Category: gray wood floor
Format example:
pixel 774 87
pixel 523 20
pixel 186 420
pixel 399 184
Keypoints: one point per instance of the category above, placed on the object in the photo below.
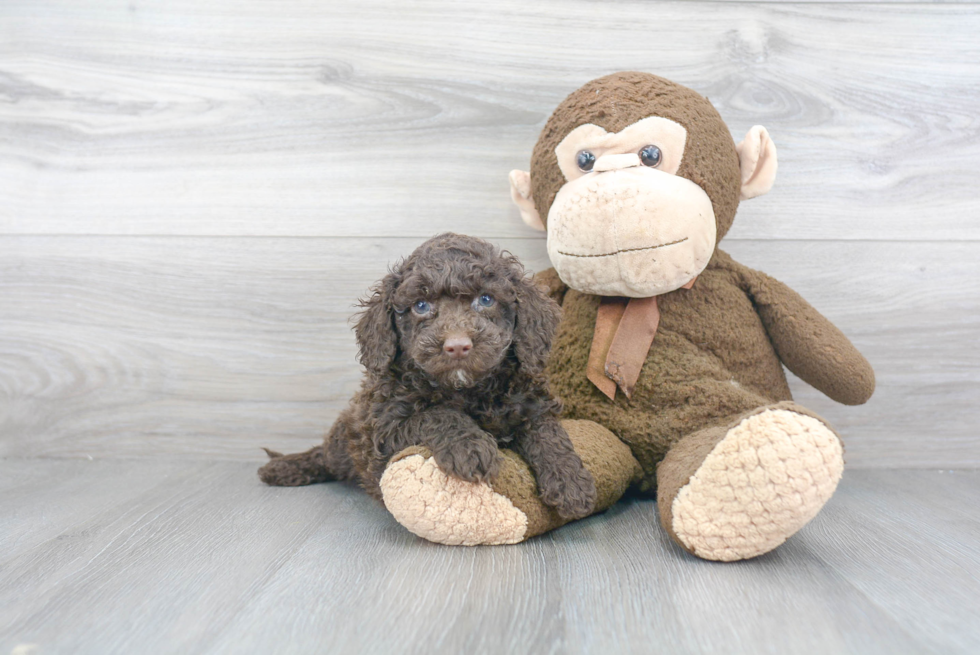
pixel 176 556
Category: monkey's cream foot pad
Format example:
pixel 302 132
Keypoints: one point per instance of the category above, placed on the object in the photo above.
pixel 761 483
pixel 447 510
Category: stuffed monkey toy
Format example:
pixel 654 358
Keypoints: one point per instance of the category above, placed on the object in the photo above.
pixel 669 357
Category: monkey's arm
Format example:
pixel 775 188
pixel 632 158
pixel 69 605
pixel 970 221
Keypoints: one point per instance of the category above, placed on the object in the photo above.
pixel 552 284
pixel 807 343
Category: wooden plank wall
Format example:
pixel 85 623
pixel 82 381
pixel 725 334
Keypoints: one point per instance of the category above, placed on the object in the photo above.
pixel 193 194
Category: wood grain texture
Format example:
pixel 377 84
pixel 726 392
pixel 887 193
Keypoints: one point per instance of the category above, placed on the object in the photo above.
pixel 314 118
pixel 208 560
pixel 212 347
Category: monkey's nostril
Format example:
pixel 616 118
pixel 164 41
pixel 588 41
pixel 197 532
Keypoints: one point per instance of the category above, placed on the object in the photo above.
pixel 457 347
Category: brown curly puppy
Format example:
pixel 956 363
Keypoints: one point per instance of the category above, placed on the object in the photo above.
pixel 454 340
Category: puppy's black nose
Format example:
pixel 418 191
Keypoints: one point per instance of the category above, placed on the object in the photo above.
pixel 457 347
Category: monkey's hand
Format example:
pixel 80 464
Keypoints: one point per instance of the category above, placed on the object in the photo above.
pixel 811 346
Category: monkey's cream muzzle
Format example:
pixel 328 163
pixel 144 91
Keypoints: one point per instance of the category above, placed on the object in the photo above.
pixel 625 229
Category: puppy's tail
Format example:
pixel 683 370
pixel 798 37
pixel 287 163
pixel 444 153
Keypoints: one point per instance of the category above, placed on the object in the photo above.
pixel 296 470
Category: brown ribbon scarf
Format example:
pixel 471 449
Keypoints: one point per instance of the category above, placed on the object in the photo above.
pixel 624 331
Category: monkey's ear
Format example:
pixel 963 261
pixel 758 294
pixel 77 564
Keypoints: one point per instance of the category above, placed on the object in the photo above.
pixel 377 339
pixel 520 193
pixel 757 160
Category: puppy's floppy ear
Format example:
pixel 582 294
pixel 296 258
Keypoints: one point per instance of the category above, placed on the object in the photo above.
pixel 377 338
pixel 537 319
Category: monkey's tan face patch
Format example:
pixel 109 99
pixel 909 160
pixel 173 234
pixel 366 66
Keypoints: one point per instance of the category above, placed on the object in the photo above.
pixel 627 228
pixel 669 137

────

_Set task_.
Copy the listing above word for word from start to finish, leaving out the pictures.

_Exercise solution_.
Category: gray wood floor
Format example:
pixel 774 87
pixel 523 20
pixel 186 420
pixel 399 184
Keypoints: one point per instance of the category above, placed on the object in the photo below.
pixel 176 556
Category: monkey's cream foot pad
Format example:
pixel 302 132
Keypoints: one point per instance of the category above, placed on the object in the photo above.
pixel 761 483
pixel 447 510
Category: stuffed monkey toy
Format example:
pixel 654 358
Keypoints: one point per instance of the category above, placed on the object in the photo above.
pixel 669 357
Category: monkey's arm
Format example:
pixel 775 188
pixel 632 158
pixel 69 605
pixel 970 221
Keypoints: one point per instance of the category above, placed on the object in the photo above.
pixel 552 284
pixel 807 343
Category: wooden plank wall
Format example:
pixel 85 623
pixel 82 381
pixel 725 334
Keypoints: one point per instance of the category above, placed on the object in the photo above.
pixel 193 194
Category: wood grain texture
Format example:
pixel 377 84
pixel 726 392
pixel 887 193
Keypoints: one point per instance of the category above, placed on the object in the photo above.
pixel 314 118
pixel 208 560
pixel 212 347
Category: monkey's nostril
Format example:
pixel 616 118
pixel 164 41
pixel 588 41
pixel 197 532
Keypoints: one point per instance of the category above, placed on the object in the photo above.
pixel 457 347
Category: brown curly puppy
Format example:
pixel 956 363
Keypoints: one point per instance of the category above, placed on the object in the photo above.
pixel 454 340
Category: puppy's black nose
Format example:
pixel 418 191
Keypoints: one point per instance of the category above, placed on the object in the photo above.
pixel 457 347
Category: monkey's hand
Format example:
pixel 80 464
Keypoints: one point per instance of the category above, placed on the object in the photo above.
pixel 811 346
Category: monkey's cream muzzle
Format example:
pixel 328 163
pixel 144 91
Keypoints: one point per instance of the category above, placed on the object in the photo above.
pixel 625 229
Category: puppy's tail
Format example:
pixel 683 370
pixel 798 37
pixel 287 163
pixel 444 153
Keypoints: one point per instance of the category above, placed on the object in the photo above.
pixel 296 470
Category: brown ribbon scarf
Format example:
pixel 471 449
Keypoints: one point per instance of the category above, placed on the object in the photo above.
pixel 624 331
Category: monkey's ear
Format example:
pixel 963 261
pixel 758 294
pixel 77 564
Keypoints: one point per instance of the category above, placed on the object in the photo above.
pixel 377 339
pixel 520 193
pixel 757 160
Category: puppy's floppy ear
Format example:
pixel 582 294
pixel 296 258
Keypoints: one point per instance of the category above, placed on the object in the photo above.
pixel 377 338
pixel 537 319
Category: monkey's tan face patch
Format example:
pixel 109 99
pixel 909 160
pixel 173 234
pixel 366 66
Keypoints: one point per instance of the category above, placed on the object in the photo above.
pixel 627 228
pixel 669 137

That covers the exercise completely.